## Fragment

1942 – 2022
Door: Jo Haen
Bron: Ons Amsterdam
Buurtvereniging Ceram en wethouder de Miranda
In het begin van de 20e eeuw was het niet vanzelfsprekend dat de woningen een douche of bad bezaten. Slechts 400 van de 13000 woningen in de Indische Buurt, gebouwd in het begin van de 20e eeuw, hadden een eigen badgelegenheid. Voor de wekelijkse wasbeurt (vaker zat er meestal niet in in die tijd) was men aangewezen op de keukenkraan of het volksbadhuis aan de Funenkade.
Buurtvereniging Ceram, samen met de sociaaldemocratische wethouder Monne de Miranda, wilden hier verandering in aanbrengen en pleitten voor de bouw van een nieuw badhuis op het Javaplein. Dat lag centraal, er kwamen verschillende straten samen.
‘De arbeider kon zich wel reinigen in de keuken
De rechtse partijen waren het hier niet mee eens. Men vond dat ‘de arbeider zich wel reinigen kon in de keuken’. Daarom duurde het nog tot 1939 voordat de Gemeentelijke Wasch-, Schoonmaak-, Bad- en Zweminrichtingendienst (WSBZ) een badhuis gerealiseerd kon worden. Die dienst streefde een ‘universele waterbeschaving’ voor de Amsterdamse bevolking na. Het doel was: minimaal één bad per persoon per week.
Ondertussen voerden Ceram en de WSBZ een propagandacampagne. Zo verschenen er huis-aan-huisbladen waarin een strenge vinger naar de bevolking werd opgeheven en werden er voorlichtingsavonden en filmvoorstellingen over baden en hygiëne georganiseerd.
Opening op 25 juli 1942
Op zaterdag 25 juli 1942 werd het nieuwe volksbadhuis geopend. De eerste week kwamen er al meer dan 3000 bewoners een bad nemen. Helaas werd de initiatiefnemer wethouder De Miranda op 18 juli 1942 door de bezetter gearresteerd, gedeporteerd en in november 1942 in kamp Amersfoort vermoord.

## Uit te voeren opdracht
Neem uit de tekst over het volksbadhuis op het Javaplein letterlijk over van "1942 – 2022" tot en met "verschillende straten samen.".

## Gegevens
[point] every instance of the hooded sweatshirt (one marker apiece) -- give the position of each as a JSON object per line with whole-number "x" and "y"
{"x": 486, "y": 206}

## Resultaat
1942 – 2022
Door: Jo Haen
Bron: Ons Amsterdam
Buurtvereniging Ceram en wethouder de Miranda
In het begin van de 20e eeuw was het niet vanzelfsprekend dat de woningen een douche of bad bezaten. Slechts 400 van de 13000 woningen in de Indische Buurt, gebouwd in het begin van de 20e eeuw, hadden een eigen badgelegenheid. Voor de wekelijkse wasbeurt (vaker zat er meestal niet in in die tijd) was men aangewezen op de keukenkraan of het volksbadhuis aan de Funenkade.
Buurtvereniging Ceram, samen met de sociaaldemocratische wethouder Monne de Miranda, wilden hier verandering in aanbrengen en pleitten voor de bouw van een nieuw badhuis op het Javaplein. Dat lag centraal, er kwamen verschillende straten samen.